Generalized measure theory. (English) Zbl 1184.28002

IFSR International Series on Systems Science and Engineering 25. New York, NY: Springer (ISBN 978-0-387-76851-9/hbk). xv, 381 p. (2009).
In classical measure theory the crucial requirement for a measure is its \(\sigma\)-additivity. In particular, this can be said for the probability measures in A. N. Kolmogorov’s axiomatic setting of probability theory [Grundbegriffe der Wahrscheinlichkeitsrechnung (1933; Zbl 0007.21601)], which has beem widely accepted since that time. Starting with about the second half of the last century, this basic additivity requirement became a subject of controversy when some mathematicians felt that additivity was too restrictive in certain applications and therefore should be replaced by weaker requirements. A first challenge along these lines was produced by G. Choquet [Ann. Inst. Fourier 5, 131–295 (1953–1954; Zbl 0064.35101)] in his theory of capacities, which grew out of potential theory but was applicable far beyond potential theory, e.g. in the formalization of imprecise probabilites by G. J. Klir [cf. Int. J. Gen. Syst. 35, No. 1, 29–44 (2006; Zbl 1119.68196)]. M. Sugeno [Fuzzy Sets Appl. cogn. Decis. Processes, U.S.-Japan Semin., Berkeley 1974, 151–170 (1975; Zbl 0316.60005)] introduced his fuzzy measures, where he replaced the additivity requirement of classical measures by the weaker one of increasing monotonicity and continuity. Later on, the latter was found too restrictive and was replaced by the weaker semicontinuity. In various theories of imprecise probabilities for example, lower and upper probabilites are considered which are only semicontinuous. As R. Viertl [Contributions to stochastics, Hon. 75th Birthday W. Eberl sen., 236–247 (1987; Zbl 0634.62026)] noticed, additivity is inadequate to characterize most measurements under real, physical conditions, i.e., when measurement errors occur. The same applies for measurements connected with subjective judgements or non-repeatable experiments. It can be said that the book is written with a view on these applications, but it should be mentioned that prior to Choquet, non-additive measures appear in the so-called ‘submeasure problem’ from a paper of D. Maharam [Ann. Math. (2) 48, 154–167 (1947; Zbl 0029.20401)]. It seems that the authors were not interested in this circle of ideas, which, by the way, is excellently covered in the monograph of D. H. Fremlin [Measure theory. Vol. 3. Measure algebras. Colchester: Torres Fremlin (2004; Zbl 1165.28002)].

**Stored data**
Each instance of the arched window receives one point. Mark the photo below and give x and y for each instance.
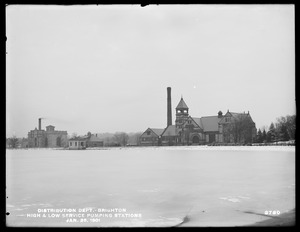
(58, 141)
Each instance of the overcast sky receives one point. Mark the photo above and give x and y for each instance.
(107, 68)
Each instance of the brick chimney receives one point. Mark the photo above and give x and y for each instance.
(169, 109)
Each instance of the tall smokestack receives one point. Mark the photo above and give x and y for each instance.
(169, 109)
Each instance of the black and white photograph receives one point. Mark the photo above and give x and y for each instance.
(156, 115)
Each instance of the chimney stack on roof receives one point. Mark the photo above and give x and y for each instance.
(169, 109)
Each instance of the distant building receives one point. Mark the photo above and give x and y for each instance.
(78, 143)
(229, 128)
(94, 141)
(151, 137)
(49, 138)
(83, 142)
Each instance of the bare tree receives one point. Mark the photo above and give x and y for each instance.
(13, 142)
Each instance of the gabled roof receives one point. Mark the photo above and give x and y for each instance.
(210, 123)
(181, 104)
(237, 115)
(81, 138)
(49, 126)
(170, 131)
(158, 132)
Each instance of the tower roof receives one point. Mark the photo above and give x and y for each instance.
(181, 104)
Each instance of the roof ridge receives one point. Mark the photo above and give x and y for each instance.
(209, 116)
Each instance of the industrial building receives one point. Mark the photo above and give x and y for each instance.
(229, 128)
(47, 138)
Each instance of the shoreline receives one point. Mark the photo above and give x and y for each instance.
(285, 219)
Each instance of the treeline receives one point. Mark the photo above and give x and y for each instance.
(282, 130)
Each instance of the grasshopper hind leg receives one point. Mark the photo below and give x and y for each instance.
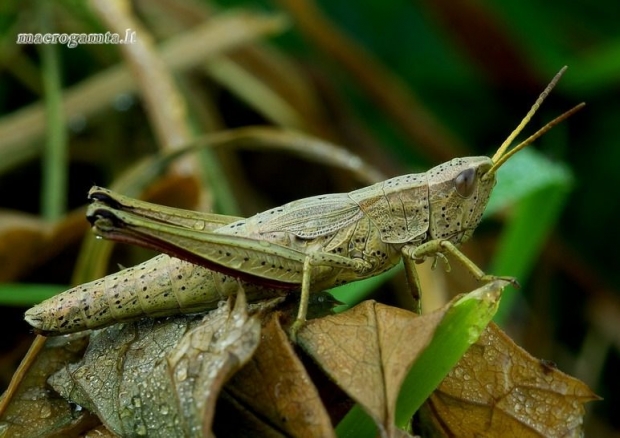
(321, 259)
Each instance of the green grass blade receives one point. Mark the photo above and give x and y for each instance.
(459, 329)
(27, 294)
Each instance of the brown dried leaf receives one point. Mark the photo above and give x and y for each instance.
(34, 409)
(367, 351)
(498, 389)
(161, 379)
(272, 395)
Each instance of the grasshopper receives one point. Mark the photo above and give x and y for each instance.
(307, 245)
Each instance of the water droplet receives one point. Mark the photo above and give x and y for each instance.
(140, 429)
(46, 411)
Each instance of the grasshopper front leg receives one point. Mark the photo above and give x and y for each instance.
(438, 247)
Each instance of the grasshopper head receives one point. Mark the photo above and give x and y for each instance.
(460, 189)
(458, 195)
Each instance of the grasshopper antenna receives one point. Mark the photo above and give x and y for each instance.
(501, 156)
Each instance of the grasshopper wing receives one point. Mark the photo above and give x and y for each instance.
* * *
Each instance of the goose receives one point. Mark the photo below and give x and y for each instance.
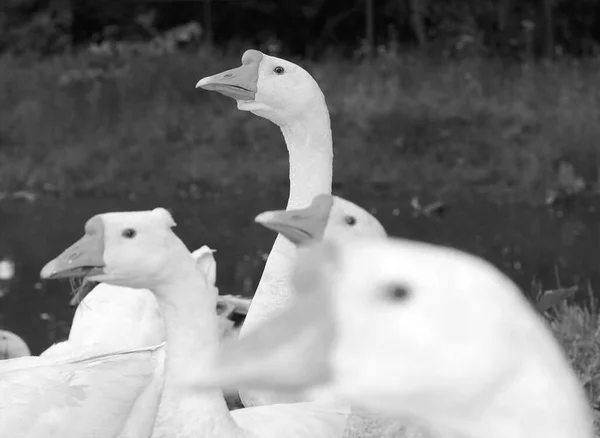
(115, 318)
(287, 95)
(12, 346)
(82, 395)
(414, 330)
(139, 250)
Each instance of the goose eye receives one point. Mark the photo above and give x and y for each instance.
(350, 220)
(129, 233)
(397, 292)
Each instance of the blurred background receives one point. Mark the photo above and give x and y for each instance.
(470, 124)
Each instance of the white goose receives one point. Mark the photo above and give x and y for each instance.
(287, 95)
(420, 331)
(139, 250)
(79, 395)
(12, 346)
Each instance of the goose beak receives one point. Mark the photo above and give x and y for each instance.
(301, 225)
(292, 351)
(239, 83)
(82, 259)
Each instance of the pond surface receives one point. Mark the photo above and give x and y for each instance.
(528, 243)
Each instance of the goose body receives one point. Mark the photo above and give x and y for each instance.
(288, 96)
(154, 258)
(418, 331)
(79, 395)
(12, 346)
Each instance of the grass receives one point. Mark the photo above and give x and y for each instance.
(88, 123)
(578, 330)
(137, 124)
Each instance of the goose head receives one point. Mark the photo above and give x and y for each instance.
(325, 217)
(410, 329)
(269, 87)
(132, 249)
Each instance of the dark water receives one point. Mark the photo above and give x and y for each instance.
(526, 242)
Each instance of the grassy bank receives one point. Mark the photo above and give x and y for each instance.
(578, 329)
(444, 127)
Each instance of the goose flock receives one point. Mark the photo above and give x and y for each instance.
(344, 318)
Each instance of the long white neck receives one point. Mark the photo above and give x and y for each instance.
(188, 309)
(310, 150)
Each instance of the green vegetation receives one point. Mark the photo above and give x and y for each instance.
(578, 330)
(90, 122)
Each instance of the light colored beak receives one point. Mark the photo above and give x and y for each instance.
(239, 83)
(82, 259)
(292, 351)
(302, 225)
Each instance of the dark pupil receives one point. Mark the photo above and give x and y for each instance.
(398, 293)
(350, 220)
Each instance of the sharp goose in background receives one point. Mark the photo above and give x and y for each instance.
==
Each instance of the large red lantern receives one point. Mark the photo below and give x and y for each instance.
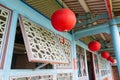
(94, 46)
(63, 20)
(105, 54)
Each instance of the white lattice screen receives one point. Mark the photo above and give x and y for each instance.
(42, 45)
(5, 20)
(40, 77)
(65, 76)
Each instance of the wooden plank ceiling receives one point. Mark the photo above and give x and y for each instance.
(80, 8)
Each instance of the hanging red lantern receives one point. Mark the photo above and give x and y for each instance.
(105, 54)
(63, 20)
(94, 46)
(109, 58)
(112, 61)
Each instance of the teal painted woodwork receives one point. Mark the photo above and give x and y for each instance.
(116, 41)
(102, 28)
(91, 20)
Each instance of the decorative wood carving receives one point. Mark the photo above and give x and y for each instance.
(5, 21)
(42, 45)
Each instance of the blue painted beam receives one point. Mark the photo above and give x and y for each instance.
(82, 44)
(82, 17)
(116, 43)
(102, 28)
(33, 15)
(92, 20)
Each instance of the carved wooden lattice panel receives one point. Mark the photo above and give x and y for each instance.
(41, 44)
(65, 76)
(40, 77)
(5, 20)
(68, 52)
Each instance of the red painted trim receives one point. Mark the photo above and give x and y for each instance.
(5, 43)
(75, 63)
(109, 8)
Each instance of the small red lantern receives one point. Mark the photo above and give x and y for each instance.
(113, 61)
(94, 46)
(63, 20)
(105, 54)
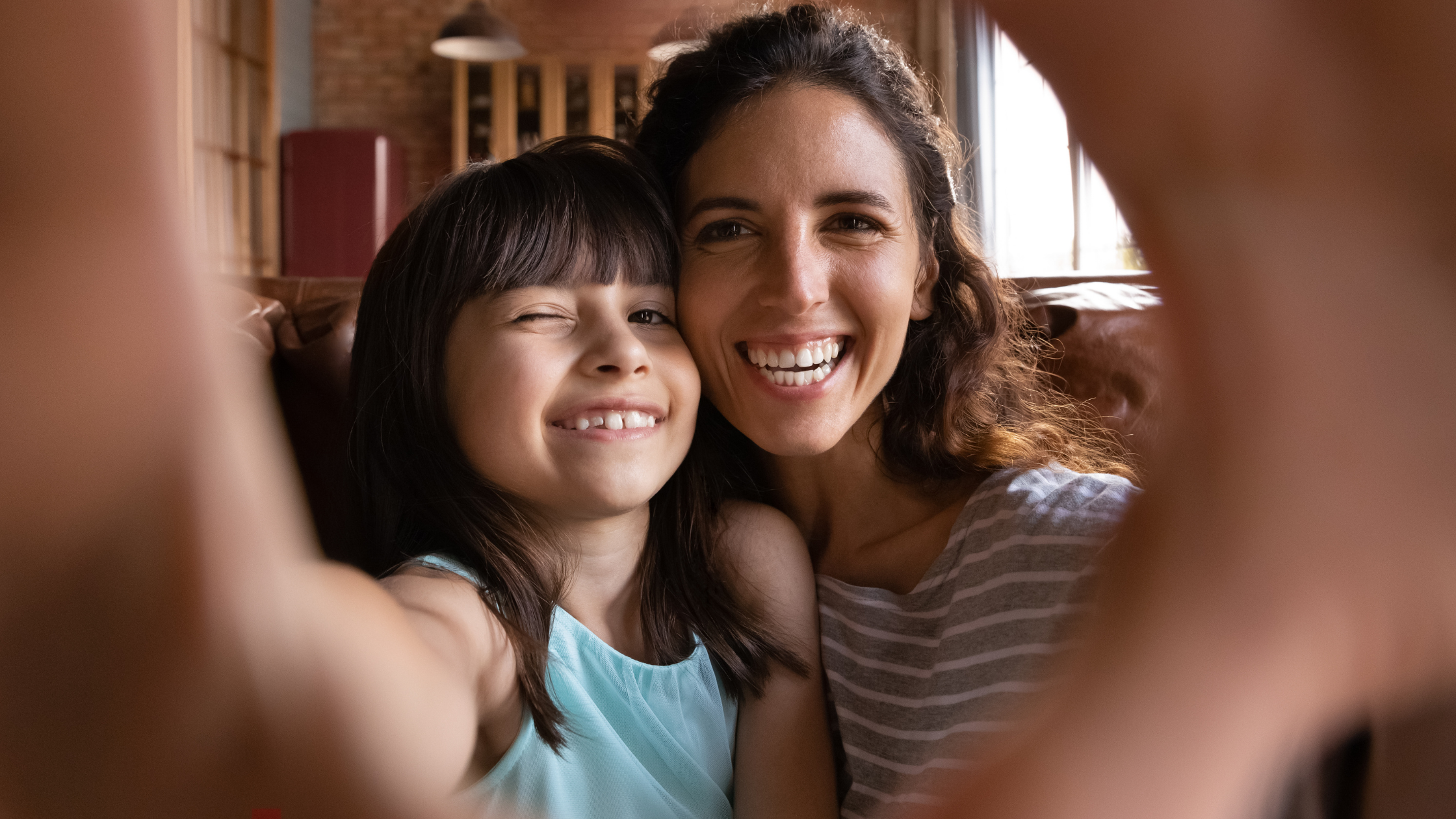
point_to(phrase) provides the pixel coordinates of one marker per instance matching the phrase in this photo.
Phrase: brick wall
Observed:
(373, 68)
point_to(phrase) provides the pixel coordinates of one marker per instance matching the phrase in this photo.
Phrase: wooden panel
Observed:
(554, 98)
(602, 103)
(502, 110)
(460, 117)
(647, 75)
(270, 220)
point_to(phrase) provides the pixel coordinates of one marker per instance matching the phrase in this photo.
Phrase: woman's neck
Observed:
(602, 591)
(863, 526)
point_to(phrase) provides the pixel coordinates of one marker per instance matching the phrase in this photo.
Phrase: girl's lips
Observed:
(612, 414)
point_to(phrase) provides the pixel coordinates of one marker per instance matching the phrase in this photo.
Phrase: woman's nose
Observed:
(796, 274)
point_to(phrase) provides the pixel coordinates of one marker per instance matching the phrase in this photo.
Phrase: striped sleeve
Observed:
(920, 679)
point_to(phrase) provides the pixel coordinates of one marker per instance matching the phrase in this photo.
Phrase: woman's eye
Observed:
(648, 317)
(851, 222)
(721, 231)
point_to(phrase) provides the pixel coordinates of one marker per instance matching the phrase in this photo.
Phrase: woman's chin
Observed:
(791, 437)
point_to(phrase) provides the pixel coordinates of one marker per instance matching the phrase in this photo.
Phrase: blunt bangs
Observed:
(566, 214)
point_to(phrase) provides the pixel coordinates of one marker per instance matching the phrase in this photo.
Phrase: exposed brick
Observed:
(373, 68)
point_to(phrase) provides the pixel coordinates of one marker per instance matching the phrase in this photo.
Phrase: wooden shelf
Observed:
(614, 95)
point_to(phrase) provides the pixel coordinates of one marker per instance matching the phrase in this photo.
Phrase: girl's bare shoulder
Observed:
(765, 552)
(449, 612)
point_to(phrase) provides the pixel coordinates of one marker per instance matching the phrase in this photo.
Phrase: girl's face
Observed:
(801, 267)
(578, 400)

**Directives**
(a) Report every line of the rows that contains the string "brick", treating uppercase and lowercase as different.
(b) Continue the book review on generalized measure theory, starting after its final sentence.
The book review and the rows were taken from separate sources.

**Results**
(a)
Each instance of the brick chimney receives one point. Mark the photo above and give x and y for each instance.
Phrase: brick wall
Phrase: exposed brick

(b)
For covering the above applications, the authors were led to introduce the notion of a ‘general measure’ as a positive extended real-valued function defined on a class of subsets over a fixed basic set and characterized by the only requirement that it vanishes for the empty set. In the usual way, signed general measures are defined also. Of course, general measures form an extremely broad class and additional requirements have to be imposed for getting classes of general measures of any significance. So the term ‘generalized measure theory’ in the sense of this monograph is meant to study certain classes of general measures delimited by the two extremes of classical measure theory and of the class of general measures, with focus on non-additive measures which are not fully general. The first interest is in the broad class of monotone general measures and their large subclasses of sub- and superadditive measures. The latter classes are refined by Choquet capacities of various order, including infinite order. Choquet capacities form the core of general measure theory, by using them as benchmarks against which other classes of measures can be compared. Next, classes of general measures are studied, which originate from generalisation of classical measures, beginning with \(\lambda\)-measures. The latter class is enlarged to the class of the so-called quasi-measures. Each member in the latter class is still connected to additive measures via a particular type of reversible transformation. Choquet capacities of order infinity, the strongest Choquet capacities, and their dual measures, referred to as alternating capacities of order infinity, form a basis for a well-known theory of uncertainty, which is known in the literature as the Dempster-Shafer or evidence theory. The theory of graded possibilities is treated as an example based on non-additive measures, while belief and plausibilty measures are examples of lower and upper probabilities.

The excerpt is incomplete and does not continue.